**RECORDED DATA:**

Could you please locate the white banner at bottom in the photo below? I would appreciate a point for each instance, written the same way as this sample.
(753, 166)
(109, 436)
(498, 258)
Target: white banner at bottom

**GOAL:** Convert the entries above into a JSON array of strings, with one string per line and no blank lines.

**TASK SOLUTION:**
[
  "Could you please locate the white banner at bottom in the photo below? I would appreciate a point for each instance, written the same way as this sample.",
  "(753, 166)",
  "(109, 436)",
  "(498, 258)",
  "Target: white banner at bottom"
]